Directions:
Rewrite the lines below with every "single dot" changed to "single point" and nothing else altered. Omit the pictures from your answer.
start Entries shown
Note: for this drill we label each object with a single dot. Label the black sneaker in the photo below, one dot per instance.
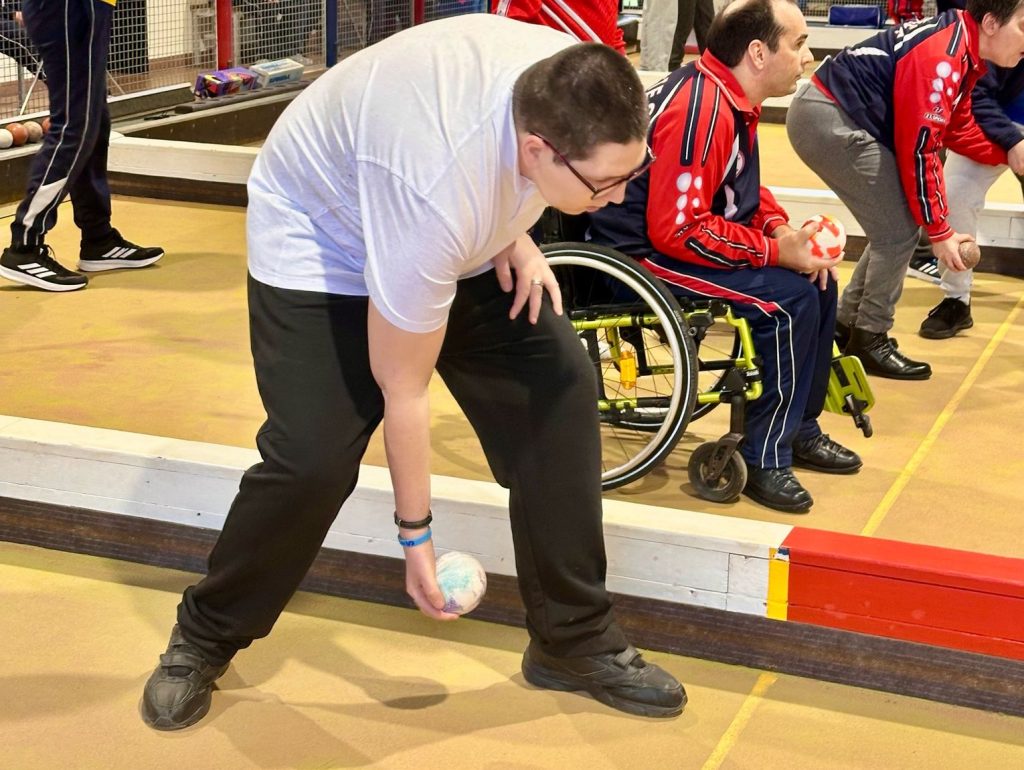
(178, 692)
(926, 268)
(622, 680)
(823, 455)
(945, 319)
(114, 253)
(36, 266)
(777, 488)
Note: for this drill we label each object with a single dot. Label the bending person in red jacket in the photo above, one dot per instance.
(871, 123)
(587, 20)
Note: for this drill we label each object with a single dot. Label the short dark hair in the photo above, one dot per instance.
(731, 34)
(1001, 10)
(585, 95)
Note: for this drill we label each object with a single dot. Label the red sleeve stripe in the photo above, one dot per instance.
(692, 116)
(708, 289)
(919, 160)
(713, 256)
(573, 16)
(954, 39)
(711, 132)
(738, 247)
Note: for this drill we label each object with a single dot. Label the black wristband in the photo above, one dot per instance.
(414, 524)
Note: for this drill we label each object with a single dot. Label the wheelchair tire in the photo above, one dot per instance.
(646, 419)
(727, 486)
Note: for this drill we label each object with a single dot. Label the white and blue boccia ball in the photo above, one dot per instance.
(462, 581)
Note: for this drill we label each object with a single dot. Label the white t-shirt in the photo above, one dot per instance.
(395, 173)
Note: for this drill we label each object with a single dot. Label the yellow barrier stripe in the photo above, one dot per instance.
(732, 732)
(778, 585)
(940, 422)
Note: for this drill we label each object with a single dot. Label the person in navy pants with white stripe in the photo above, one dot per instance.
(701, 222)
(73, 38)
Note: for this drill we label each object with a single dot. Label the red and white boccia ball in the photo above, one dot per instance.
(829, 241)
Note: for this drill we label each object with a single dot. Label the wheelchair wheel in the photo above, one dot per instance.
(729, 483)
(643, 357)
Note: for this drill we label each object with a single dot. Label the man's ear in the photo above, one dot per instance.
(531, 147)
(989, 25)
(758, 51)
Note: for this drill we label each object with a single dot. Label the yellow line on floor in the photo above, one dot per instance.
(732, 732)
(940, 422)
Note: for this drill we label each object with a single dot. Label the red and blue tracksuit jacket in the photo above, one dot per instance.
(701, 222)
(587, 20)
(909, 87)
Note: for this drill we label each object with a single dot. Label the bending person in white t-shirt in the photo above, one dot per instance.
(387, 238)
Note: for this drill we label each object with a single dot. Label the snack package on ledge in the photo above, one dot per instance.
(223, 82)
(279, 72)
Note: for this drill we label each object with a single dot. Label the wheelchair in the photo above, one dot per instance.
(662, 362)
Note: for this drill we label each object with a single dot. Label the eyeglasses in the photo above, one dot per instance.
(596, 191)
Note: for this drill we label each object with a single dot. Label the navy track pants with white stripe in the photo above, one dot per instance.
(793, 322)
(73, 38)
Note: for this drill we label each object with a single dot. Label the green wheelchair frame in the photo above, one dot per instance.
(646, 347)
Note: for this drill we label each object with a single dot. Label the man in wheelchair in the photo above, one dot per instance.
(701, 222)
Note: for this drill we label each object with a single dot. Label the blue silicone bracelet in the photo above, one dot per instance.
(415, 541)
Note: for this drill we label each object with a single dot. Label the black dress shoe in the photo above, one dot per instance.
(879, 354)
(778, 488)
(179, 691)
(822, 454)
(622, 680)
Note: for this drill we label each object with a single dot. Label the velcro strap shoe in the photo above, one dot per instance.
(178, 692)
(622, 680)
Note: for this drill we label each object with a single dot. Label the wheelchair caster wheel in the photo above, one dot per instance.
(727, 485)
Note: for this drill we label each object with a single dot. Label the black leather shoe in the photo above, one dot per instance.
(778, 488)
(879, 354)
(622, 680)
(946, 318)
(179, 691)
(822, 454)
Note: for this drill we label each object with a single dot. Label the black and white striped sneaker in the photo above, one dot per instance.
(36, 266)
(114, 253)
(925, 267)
end Entries shown
Correct response:
Note: for this drill we label each object with a single point. Label the black sneaker in the photo below, one dot per instance.
(178, 692)
(926, 268)
(622, 680)
(823, 455)
(945, 319)
(114, 253)
(36, 266)
(777, 488)
Note: for this drill we label each object with a single point. Label the bending person in red jacket in the photo above, one dot per instance.
(871, 123)
(587, 20)
Note: for this drill we label each object with a single point. Label the short dark hair in the photo above, one dot per instance.
(731, 34)
(1001, 10)
(585, 95)
Note: for this drill we label each object with a single point. Label the red sleeve stripe in the photo above, one dot per instance.
(692, 116)
(708, 289)
(919, 160)
(713, 256)
(573, 16)
(954, 39)
(711, 132)
(738, 247)
Note: for this drill we label each object with a single point. Label the black wristband in the photo above, one dot per instance.
(414, 524)
Note: for this drill we label each object with a single point. Label the wheelchair tire in the photo above, one dot per instance.
(646, 419)
(727, 486)
Note: for this drill we label each object with a single point. Label the white and blue boccia ball in the photo above, one dot per instance.
(462, 581)
Note: for this drill we label each object with a single point. Label the white t-shirt in the photo above, one dot per instance.
(395, 173)
Note: for this drill we label each object with a single point. Label the yellow barrier stripe in the photo above, one dot per instance.
(732, 732)
(778, 585)
(940, 422)
Note: for this drill we label each object with a single point. Label the person in navy pants with white stripe in the photo above, one dot per instance.
(701, 222)
(73, 38)
Note: for this drill we label each object with a single point. Label the red and white boccia ball in the photo above, one dot per instance.
(829, 241)
Note: for this drill we label each object with a single point. Label the wheelchair wheel in the photo above, one dot per instance.
(729, 483)
(643, 357)
Note: for this drill we label each object with a single point. Label the man's ear in the photo above, one dot per instance.
(531, 147)
(989, 25)
(758, 51)
Note: for this drill we label each object with a single point. Label the yellow line on floor in the photo above, one dot per instance.
(732, 732)
(940, 422)
Note: for this drill we label each object with a single point. Label the red and blue tracksuit jacket in the photo above, one dot per instance.
(701, 222)
(587, 20)
(909, 87)
Note: for this drill we label each object with a single point. Label the bending person in white t-shirt in the photo above, one dot per instance.
(387, 238)
Note: for this drill we label each object with a single point. Label the snack package on ledge in the photo above, one dot per instance.
(223, 82)
(279, 72)
Note: for this drill we label each object with a single point. Label the wheelchair in the photo above, one dot per instance.
(662, 362)
Note: for this drill we label each object with a single point. Label the eyeglasses in the photo above, one dot per instance.
(596, 191)
Note: for this drill we label each object with a single point. Label the navy track pants with white stripe in the photo above, one dot per instance.
(793, 322)
(73, 38)
Note: for this drill we label each object with a single point. Label the green wheelchair frame in the photo above, one dot per instance.
(646, 347)
Note: for this drill we label each object with a single point. Label the man in wheelchair in the photo above, one dot per instance.
(701, 222)
Note: for this drill we label each object with a single point. Label the blue silicone bracelet in the photo above, one dot per instance.
(415, 541)
Note: for this drill we label each object with a single point. Label the black dress shoe in the photo above, one dot per instance.
(879, 354)
(778, 488)
(179, 691)
(822, 454)
(622, 680)
Note: for this drill we label each object with a single point. Label the velcro strap shoe in the photo above, one dot per instance.
(178, 692)
(622, 680)
Note: for this drill we label each object with a single point. Label the wheelchair caster wheel in the photo above, one dot per instance.
(727, 485)
Note: for this drill we label each object with a single point. Label the black leather shoe in the photo above, one dot per instance.
(778, 488)
(879, 354)
(622, 680)
(946, 318)
(179, 691)
(822, 454)
Note: for this drill we label each object with a single point. Label the black and white striped sneaker in the photo above, one dot per instance.
(36, 266)
(114, 253)
(925, 267)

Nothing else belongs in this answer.